# What the task asks
Extract the run of lines that starts at the top of the records below and ends at the line with "column 107, row 193", keeping both ends and excluding pictures.

▬▬▬▬▬▬

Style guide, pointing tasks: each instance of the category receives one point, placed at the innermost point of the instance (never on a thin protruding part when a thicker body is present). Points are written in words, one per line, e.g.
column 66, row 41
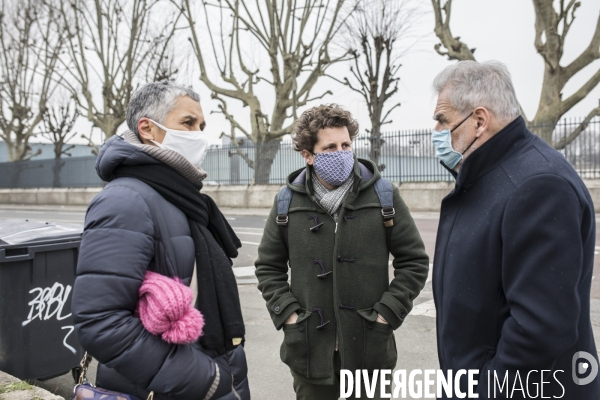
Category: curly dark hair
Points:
column 304, row 135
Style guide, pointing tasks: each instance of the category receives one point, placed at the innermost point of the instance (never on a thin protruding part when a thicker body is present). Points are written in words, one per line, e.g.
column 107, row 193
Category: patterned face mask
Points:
column 334, row 167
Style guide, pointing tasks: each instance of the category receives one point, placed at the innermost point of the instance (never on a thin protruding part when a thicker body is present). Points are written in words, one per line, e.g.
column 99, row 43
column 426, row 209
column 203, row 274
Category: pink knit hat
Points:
column 165, row 308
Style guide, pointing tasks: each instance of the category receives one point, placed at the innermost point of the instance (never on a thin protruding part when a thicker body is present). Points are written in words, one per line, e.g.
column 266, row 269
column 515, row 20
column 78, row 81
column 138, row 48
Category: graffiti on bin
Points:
column 47, row 304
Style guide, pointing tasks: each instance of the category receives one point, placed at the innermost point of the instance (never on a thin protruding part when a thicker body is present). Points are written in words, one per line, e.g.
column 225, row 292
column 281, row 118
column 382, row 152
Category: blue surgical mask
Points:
column 334, row 167
column 442, row 140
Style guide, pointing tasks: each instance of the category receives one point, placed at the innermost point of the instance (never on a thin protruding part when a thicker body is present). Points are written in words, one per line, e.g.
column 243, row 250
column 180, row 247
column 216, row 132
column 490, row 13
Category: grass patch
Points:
column 13, row 387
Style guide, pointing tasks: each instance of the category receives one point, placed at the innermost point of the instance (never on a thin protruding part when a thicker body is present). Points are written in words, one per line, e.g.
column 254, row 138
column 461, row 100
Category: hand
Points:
column 292, row 319
column 381, row 320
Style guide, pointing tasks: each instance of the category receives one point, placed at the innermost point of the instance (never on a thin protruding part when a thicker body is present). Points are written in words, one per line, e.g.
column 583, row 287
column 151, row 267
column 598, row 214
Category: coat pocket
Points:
column 380, row 344
column 294, row 349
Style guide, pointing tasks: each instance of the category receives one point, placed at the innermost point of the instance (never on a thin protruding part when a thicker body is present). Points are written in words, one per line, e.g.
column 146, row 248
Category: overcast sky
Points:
column 499, row 30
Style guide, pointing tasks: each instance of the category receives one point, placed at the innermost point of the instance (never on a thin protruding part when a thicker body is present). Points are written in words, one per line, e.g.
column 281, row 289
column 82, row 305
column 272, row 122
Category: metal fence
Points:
column 406, row 156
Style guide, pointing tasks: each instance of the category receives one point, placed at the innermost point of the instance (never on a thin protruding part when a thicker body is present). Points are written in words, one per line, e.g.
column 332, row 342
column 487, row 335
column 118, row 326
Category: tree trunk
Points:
column 376, row 143
column 264, row 155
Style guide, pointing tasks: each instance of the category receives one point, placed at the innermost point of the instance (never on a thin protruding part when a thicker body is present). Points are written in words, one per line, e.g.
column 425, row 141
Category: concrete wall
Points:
column 422, row 196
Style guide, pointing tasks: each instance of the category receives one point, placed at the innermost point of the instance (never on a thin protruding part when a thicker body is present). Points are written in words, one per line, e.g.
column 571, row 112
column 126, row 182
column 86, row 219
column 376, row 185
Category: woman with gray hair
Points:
column 152, row 219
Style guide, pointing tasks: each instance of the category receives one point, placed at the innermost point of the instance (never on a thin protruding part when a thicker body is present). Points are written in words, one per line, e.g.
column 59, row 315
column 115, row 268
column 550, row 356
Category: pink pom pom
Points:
column 165, row 308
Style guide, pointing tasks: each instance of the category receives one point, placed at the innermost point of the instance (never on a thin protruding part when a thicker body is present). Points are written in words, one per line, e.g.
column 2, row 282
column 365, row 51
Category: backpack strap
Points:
column 284, row 198
column 385, row 192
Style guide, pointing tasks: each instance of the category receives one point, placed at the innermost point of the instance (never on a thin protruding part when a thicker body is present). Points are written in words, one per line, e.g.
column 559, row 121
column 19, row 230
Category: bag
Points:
column 87, row 391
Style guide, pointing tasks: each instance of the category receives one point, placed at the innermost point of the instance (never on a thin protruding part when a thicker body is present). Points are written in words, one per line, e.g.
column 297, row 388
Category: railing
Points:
column 405, row 156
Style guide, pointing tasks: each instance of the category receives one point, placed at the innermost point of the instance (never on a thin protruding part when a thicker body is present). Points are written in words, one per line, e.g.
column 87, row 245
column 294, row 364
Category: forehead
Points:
column 187, row 106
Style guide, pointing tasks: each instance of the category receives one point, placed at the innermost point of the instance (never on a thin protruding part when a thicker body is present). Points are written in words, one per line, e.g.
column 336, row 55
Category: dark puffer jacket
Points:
column 130, row 228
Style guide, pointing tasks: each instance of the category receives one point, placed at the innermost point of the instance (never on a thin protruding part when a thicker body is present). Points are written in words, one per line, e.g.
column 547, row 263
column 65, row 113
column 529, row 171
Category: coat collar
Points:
column 493, row 152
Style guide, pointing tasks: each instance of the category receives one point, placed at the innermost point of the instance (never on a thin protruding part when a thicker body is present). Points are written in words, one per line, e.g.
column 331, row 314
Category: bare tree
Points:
column 373, row 31
column 292, row 37
column 115, row 44
column 30, row 45
column 552, row 24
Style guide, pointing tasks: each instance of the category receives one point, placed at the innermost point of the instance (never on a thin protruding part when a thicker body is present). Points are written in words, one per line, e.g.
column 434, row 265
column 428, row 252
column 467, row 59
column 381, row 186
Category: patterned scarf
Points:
column 331, row 200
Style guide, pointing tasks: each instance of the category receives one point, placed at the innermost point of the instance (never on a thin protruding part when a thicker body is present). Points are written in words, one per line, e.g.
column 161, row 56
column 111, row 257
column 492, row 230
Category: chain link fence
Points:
column 404, row 156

▬▬▬▬▬▬

# Answer section
Style guide, pointing tasks: each instance of the category receives one point, placed at the innermost point of the instance (never on a thin protruding part when a thicker body is present). Points are written in words, one per line, e.g.
column 66, row 41
Category: curly dark hair
Points:
column 304, row 135
Style guide, pointing tasks: each instance of the category receives one point, placed at the innermost point of the instance (never on a thin protruding part when a thicker body is present). Points are written in words, one per line, e.g.
column 107, row 193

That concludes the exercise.